Aber wenn man davon nichts weiß... ist doch ein schönes Einkommen? Oder wo ist der Haken.


----------



## Der Jurist (15 Juni 2006)

*AW: Geldwäsche-Spam*

Geldwäsche. Lies mal Absatz 5 - dann vergeht Dir der Spass.


----------



## Wembley (15 Juni 2006)

*AW: Geldwäsche-Spam*



			
				Unregistriert schrieb:
			
		

> Aber wenn man davon nichts weiß... ist doch ein schönes Einkommen? Oder wo ist der Haken.


Jetzt denk einmal ganz scharf nach: Warum wollen die wohl für diverse "Überweisungen" ausgerechnet *DEIN* Konto benützen? 

Gruß
Wembley


----------



## Unregistriert (16 Juni 2006)

*AW: Geldwäsche-Spam*

Hab die Mail heute bekommen... Kann man da nix dagegen tun?


----------



## Reducal (16 Juni 2006)

*AW: Geldwäsche-Spam*

Z. B. löschen!


----------



## Unregistriert (21 Juni 2006)

*AW: Geldwäsche-Spam*



			
				Reducal schrieb:
			
		

> Z. B. löschen!



oder Blindbewerbungen rausknüppeln, die genauso seriös klingen, wie die Stellenanzeigen. (Natürlich unter Angabe ungültiger Daten). Dann haben sie wenigstens was zu tun und zu prüfen. Die Leut mussma hinhalten bis kurz vor der Unterschrift des Vertrages und dann abblitzen lassen... das macht Spass *grins* Es sind Kriminelle und dementsprechend sollte deren Behandlung sein.


----------



## Reducal (21 Juni 2006)

*AW: Geldwäsche-Spam*



			
				Unregistriert schrieb:
			
		

> (....unter Angabe ungültiger Daten) ....hinhalten bis kurz vor der Unterschrift des Vertrages und dann abblitzen lassen...


Habe ich auch schon dran gedacht, doch wie will man mit falschen Daten eine Rückmeldung erhalten? :scherzkeks:


----------



## Unregistriert (21 Juni 2006)

*AW: Geldwäsche-Spam*



			
				Reducal schrieb:
			
		

> Unregistriert schrieb:
> 
> 
> 
> ...



Wiso ? Läuft doch eh alles ausschliesslich per Mailverkehr ab...


----------



## Unregistriert (21 Juni 2006)

*AW: Geldwäsche-Spam*

Wobei ich mich jetzt gerade frage, ob eine Unterschrift in einem E-mail Dokument überhaupt Rechtskräftig ist.... Wer weiss das ?


----------



## KatzenHai (21 Juni 2006)

*AW: Geldwäsche-Spam*



			
				Unregistriert schrieb:
			
		

> Wobei ich mich jetzt gerade frage, ob eine Unterschrift in einem E-mail Dokument überhaupt Rechtskräftig ist.... Wer weiss das ?

### Schriftliche Aufgabe 1
Gib den Abschnitt der Datensätze von der Zeile mit "Target: eyebrow" bis zu ihrem Ende vollständig wieder, die Vorgaben eingeschlossen. Verschiebe dabei jede Punktkoordinate in den Ergebnissen um -53.
Der Textabschnitt und die Datensätze hängen inhaltlich nicht zusammen.

### Auflistung
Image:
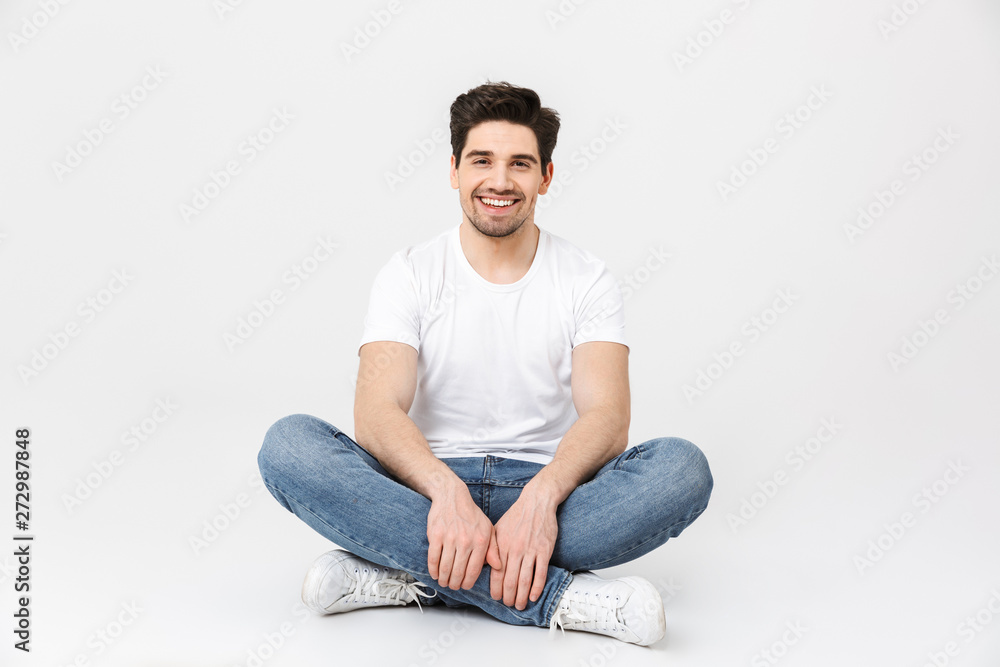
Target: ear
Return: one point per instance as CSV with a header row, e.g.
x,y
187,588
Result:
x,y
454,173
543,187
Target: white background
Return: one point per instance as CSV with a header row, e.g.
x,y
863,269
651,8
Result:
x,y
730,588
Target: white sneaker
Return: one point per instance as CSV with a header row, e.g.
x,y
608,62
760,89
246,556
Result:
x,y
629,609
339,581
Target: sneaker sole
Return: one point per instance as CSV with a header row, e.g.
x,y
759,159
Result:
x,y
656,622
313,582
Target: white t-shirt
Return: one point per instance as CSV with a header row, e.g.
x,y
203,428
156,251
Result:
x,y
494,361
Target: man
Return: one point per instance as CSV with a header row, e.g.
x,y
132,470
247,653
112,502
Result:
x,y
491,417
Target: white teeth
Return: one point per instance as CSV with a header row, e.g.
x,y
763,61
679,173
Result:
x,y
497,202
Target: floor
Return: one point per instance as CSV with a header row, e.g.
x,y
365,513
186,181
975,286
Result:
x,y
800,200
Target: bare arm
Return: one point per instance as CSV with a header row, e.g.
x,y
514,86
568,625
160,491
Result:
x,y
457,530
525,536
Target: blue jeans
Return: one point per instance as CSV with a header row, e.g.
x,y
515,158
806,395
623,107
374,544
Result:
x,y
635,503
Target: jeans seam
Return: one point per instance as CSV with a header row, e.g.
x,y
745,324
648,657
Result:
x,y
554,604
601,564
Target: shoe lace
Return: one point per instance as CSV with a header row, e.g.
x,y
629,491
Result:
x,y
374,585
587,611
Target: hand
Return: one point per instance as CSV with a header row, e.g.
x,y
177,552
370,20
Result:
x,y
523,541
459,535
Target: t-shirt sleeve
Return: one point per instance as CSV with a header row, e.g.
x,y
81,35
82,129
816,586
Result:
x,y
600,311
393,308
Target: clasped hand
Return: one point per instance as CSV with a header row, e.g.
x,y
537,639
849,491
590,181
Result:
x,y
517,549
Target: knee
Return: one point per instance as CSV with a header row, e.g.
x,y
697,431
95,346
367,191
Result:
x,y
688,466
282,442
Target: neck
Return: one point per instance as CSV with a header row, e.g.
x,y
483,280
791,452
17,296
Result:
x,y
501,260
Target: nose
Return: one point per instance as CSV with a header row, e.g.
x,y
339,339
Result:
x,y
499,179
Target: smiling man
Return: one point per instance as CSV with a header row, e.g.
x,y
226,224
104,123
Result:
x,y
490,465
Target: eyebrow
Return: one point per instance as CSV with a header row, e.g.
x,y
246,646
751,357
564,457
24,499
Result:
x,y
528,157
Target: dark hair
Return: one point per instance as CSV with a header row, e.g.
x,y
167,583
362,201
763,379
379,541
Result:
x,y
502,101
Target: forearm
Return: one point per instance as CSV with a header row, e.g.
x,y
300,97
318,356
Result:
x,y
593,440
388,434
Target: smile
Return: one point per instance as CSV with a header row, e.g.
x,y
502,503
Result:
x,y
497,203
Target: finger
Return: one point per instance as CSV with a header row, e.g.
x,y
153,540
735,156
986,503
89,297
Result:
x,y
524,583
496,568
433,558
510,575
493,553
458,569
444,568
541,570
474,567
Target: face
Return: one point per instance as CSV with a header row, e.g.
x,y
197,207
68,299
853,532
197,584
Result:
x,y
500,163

### Schriftliche Aufgabe 2
Schreib im Textabschnitt die Passage von "oder Blindbewerbungen rausknüppeln, die" bis "deren Behandlung sein." neu und setze dabei "Initiativbewerbungen" an die Stelle von "Blindbewerbungen".

### Fertige Antwort 1
Target: eyebrow
Return: one point per instance as CSV with a header row, e.g.
x,y
246,646
751,357
564,457
24,499
Result:
x,y
475,104
Target: dark hair
Return: one point per instance as CSV with a header row, e.g.
x,y
167,583
362,201
763,379
379,541
Result:
x,y
449,48
Target: forearm
Return: one point per instance as CSV with a header row, e.g.
x,y
300,97
318,356
Result:
x,y
540,387
335,381
Target: smile
Return: one point per instance as CSV with a header row, e.g.
x,y
502,503
Result:
x,y
444,150
Target: finger
Return: one point per instance as CSV with a header row, e.g.
x,y
153,540
735,156
986,503
89,297
Result:
x,y
471,530
443,515
380,505
457,522
440,500
405,516
391,515
488,517
421,514
Target: face
Return: one point per instance as CSV with a header row, e.g.
x,y
197,207
68,299
853,532
197,584
Result:
x,y
447,110

### Fertige Antwort 2
oder Initiativbewerbungen rausknüppeln, die genauso seriös klingen, wie die Stellenanzeigen. (Natürlich unter Angabe ungültiger Daten). Dann haben sie wenigstens was zu tun und zu prüfen. Die Leut mussma hinhalten bis kurz vor der Unterschrift des Vertrages und dann abblitzen lassen... das macht Spass *grins* Es sind Kriminelle und dementsprechend sollte deren Behandlung sein.